* **Prompt**
Retype, exactly as they appear below, the lines between the line holding "positive clicks: (256, 25)" and the line holding "box: [237, 710, 256, 736]", both ends included.

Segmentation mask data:
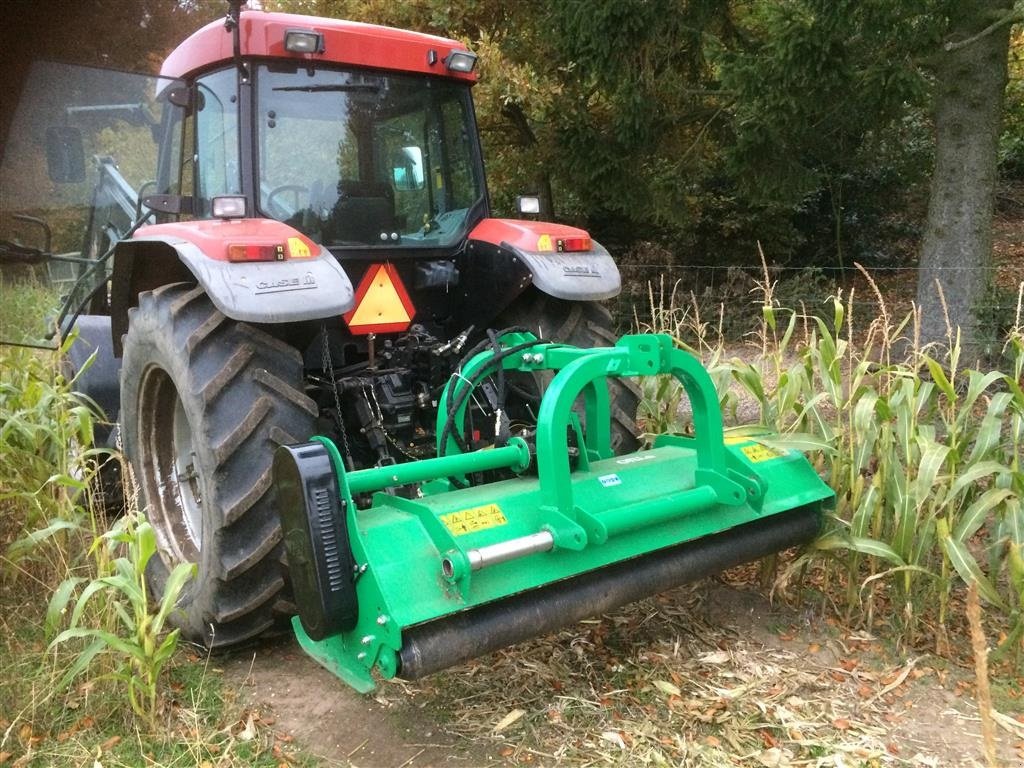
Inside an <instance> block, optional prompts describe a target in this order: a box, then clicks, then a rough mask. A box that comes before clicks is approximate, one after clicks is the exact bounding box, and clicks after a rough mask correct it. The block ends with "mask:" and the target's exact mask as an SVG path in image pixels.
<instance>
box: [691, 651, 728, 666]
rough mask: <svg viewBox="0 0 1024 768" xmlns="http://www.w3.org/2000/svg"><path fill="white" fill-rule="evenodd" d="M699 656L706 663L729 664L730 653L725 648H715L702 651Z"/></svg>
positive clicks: (713, 663)
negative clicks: (712, 649) (726, 650)
mask: <svg viewBox="0 0 1024 768" xmlns="http://www.w3.org/2000/svg"><path fill="white" fill-rule="evenodd" d="M697 658H698V659H699V660H700V662H703V663H705V664H728V663H729V654H728V653H727V652H726V651H724V650H713V651H709V652H708V653H701V654H700V655H699V656H697Z"/></svg>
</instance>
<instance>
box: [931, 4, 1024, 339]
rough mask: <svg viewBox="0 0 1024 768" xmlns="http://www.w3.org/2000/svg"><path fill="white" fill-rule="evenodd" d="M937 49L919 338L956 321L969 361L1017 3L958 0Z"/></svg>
mask: <svg viewBox="0 0 1024 768" xmlns="http://www.w3.org/2000/svg"><path fill="white" fill-rule="evenodd" d="M947 14H948V15H947V26H946V30H945V34H944V35H943V40H942V44H941V47H940V49H939V51H938V53H937V54H936V55H935V59H934V61H935V96H934V101H935V106H934V116H935V117H934V121H935V170H934V172H933V174H932V190H931V197H930V200H929V206H928V221H927V224H926V227H925V238H924V242H923V244H922V250H921V276H920V279H919V284H918V305H919V306H920V308H921V312H922V340H923V341H925V342H940V343H941V342H942V341H943V340H945V339H946V322H947V319H948V322H949V323H950V324H951V325H952V326H953V327H959V330H961V332H962V334H963V341H964V344H965V351H966V352H967V353H968V355H969V356H968V359H970V358H972V357H974V356H976V355H977V354H978V353H980V352H982V351H983V345H984V343H985V341H986V340H985V339H984V338H983V330H982V329H981V328H979V324H978V321H977V309H978V307H979V305H980V304H981V302H982V301H983V300H984V298H985V296H986V294H987V293H988V289H989V287H990V286H989V283H990V280H991V271H992V264H991V262H992V234H991V228H992V227H991V225H992V204H993V196H994V191H995V179H996V165H997V162H998V143H999V127H1000V121H1001V116H1002V103H1004V94H1005V92H1006V86H1007V61H1008V57H1009V52H1010V28H1011V26H1012V25H1013V23H1014V22H1015V20H1016V22H1019V20H1024V3H1020V2H1018V3H1017V5H1016V10H1015V8H1014V3H1013V0H958V2H956V3H951V4H949V6H948V7H947Z"/></svg>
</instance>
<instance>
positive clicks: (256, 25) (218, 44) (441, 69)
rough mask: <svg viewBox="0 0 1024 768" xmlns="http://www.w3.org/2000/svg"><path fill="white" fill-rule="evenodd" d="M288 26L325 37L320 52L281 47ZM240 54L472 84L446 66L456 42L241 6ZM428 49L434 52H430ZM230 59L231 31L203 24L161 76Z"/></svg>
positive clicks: (177, 72)
mask: <svg viewBox="0 0 1024 768" xmlns="http://www.w3.org/2000/svg"><path fill="white" fill-rule="evenodd" d="M289 30H303V31H314V32H318V33H321V34H323V35H324V52H323V53H293V52H291V51H287V50H285V33H286V32H287V31H289ZM240 31H241V40H242V55H244V56H262V57H270V58H294V59H296V60H300V61H301V60H306V61H330V62H334V63H345V65H352V66H355V67H370V68H375V69H382V70H394V71H398V72H419V73H424V74H427V75H440V76H445V77H451V78H455V79H457V80H466V81H469V82H473V81H475V80H476V75H475V74H473V73H468V74H467V73H458V72H452V71H450V70H447V68H446V67H445V66H444V58H445V57H446V56H447V55H449V53H451V52H452V51H453V50H466V46H465V45H464V44H463V43H460V42H459V41H457V40H449V39H446V38H442V37H434V36H433V35H424V34H421V33H418V32H409V31H406V30H395V29H392V28H390V27H379V26H376V25H369V24H359V23H357V22H343V20H341V19H336V18H319V17H317V16H302V15H295V14H291V13H268V12H264V11H256V10H246V11H243V12H242V14H241V24H240ZM431 51H433V53H431ZM230 60H231V35H230V33H228V32H227V31H226V30H225V29H224V23H223V20H219V22H213V23H211V24H208V25H207V26H206V27H204V28H203V29H201V30H199V31H198V32H196V33H194V34H193V35H191V36H190V37H189V38H188V39H187V40H185V41H184V42H183V43H181V44H180V45H179V46H178V47H177V48H175V49H174V50H173V51H172V52H171V54H170V55H169V56H168V57H167V60H166V61H164V66H163V68H162V69H161V71H160V74H161V75H162V76H163V77H170V78H183V77H186V76H187V75H190V74H193V73H195V72H197V71H199V70H206V69H208V68H210V67H211V66H213V65H217V63H221V62H227V61H230Z"/></svg>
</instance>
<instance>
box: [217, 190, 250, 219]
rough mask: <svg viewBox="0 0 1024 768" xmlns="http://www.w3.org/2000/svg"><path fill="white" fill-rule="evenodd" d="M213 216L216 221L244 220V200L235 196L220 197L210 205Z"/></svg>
mask: <svg viewBox="0 0 1024 768" xmlns="http://www.w3.org/2000/svg"><path fill="white" fill-rule="evenodd" d="M210 209H211V212H212V213H213V215H214V216H215V217H216V218H218V219H244V218H245V217H246V199H245V198H241V197H237V196H233V195H232V196H227V195H224V196H221V197H217V198H214V199H213V200H212V201H211V203H210Z"/></svg>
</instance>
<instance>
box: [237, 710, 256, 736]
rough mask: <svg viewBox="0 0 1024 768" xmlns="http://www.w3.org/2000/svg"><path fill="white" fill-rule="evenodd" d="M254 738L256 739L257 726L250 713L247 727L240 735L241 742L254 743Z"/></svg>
mask: <svg viewBox="0 0 1024 768" xmlns="http://www.w3.org/2000/svg"><path fill="white" fill-rule="evenodd" d="M254 738H256V724H255V723H254V722H253V716H252V713H249V717H248V719H247V720H246V727H245V728H243V729H242V732H241V733H240V734H239V740H240V741H252V740H253V739H254Z"/></svg>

* **Solution to this task**
positive clicks: (256, 25) (218, 44) (441, 69)
rough mask: <svg viewBox="0 0 1024 768" xmlns="http://www.w3.org/2000/svg"><path fill="white" fill-rule="evenodd" d="M288 26L325 37L320 52L281 47ZM240 54L472 84L446 66L456 42L241 6ZM428 49L434 52H430ZM230 59L231 31L203 24L161 76Z"/></svg>
positive clicks: (177, 72)
mask: <svg viewBox="0 0 1024 768" xmlns="http://www.w3.org/2000/svg"><path fill="white" fill-rule="evenodd" d="M289 30H303V31H314V32H318V33H321V34H323V35H324V52H323V53H293V52H291V51H287V50H285V33H286V32H287V31H289ZM240 31H241V40H242V55H244V56H262V57H270V58H294V59H296V60H300V61H301V60H306V61H330V62H334V63H345V65H352V66H355V67H370V68H375V69H382V70H394V71H398V72H419V73H424V74H427V75H440V76H445V77H451V78H455V79H457V80H466V81H469V82H473V81H475V80H476V75H475V74H473V73H468V74H467V73H458V72H452V71H450V70H447V68H446V67H445V66H444V58H445V57H446V56H447V55H449V53H451V52H452V51H453V50H466V46H465V45H464V44H463V43H460V42H459V41H457V40H449V39H446V38H442V37H434V36H433V35H424V34H421V33H418V32H409V31H406V30H395V29H392V28H390V27H379V26H376V25H369V24H359V23H357V22H343V20H341V19H336V18H319V17H317V16H302V15H295V14H291V13H268V12H264V11H256V10H246V11H243V12H242V14H241V24H240ZM431 51H433V53H431ZM230 60H231V35H230V33H228V32H227V31H226V30H225V29H224V23H223V20H219V22H213V23H211V24H208V25H207V26H206V27H204V28H203V29H201V30H199V31H198V32H196V33H194V34H193V35H191V36H190V37H189V38H188V39H187V40H185V41H184V42H183V43H181V44H180V45H179V46H178V47H177V48H175V49H174V50H173V51H172V52H171V54H170V55H169V56H168V57H167V60H166V61H164V66H163V68H162V69H161V71H160V74H161V75H162V76H163V77H170V78H183V77H186V76H187V75H190V74H193V73H195V72H197V71H199V70H206V69H208V68H210V67H211V66H213V65H217V63H221V62H227V61H230Z"/></svg>
</instance>
<instance>
box: [217, 190, 250, 219]
rough mask: <svg viewBox="0 0 1024 768" xmlns="http://www.w3.org/2000/svg"><path fill="white" fill-rule="evenodd" d="M213 216L216 221L244 220V200L235 196L220 197L210 205Z"/></svg>
mask: <svg viewBox="0 0 1024 768" xmlns="http://www.w3.org/2000/svg"><path fill="white" fill-rule="evenodd" d="M210 209H211V212H212V213H213V215H214V216H215V217H216V218H218V219H244V218H245V217H246V199H245V198H241V197H237V196H233V195H232V196H227V195H224V196H221V197H217V198H214V199H213V200H212V201H211V203H210Z"/></svg>
</instance>
<instance>
box: [237, 710, 256, 736]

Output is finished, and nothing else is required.